START Records

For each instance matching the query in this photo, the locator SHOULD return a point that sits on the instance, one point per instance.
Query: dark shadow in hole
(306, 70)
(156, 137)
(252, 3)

END Records

▶ **Your objective**: Output each of the records exactly as it stands above.

▶ **Solved exercise**:
For each instance matching the query in this photo, the locator SHOULD return a point that sits on the instance, one point per instance.
Query: dark shadow in hole
(306, 70)
(156, 137)
(252, 3)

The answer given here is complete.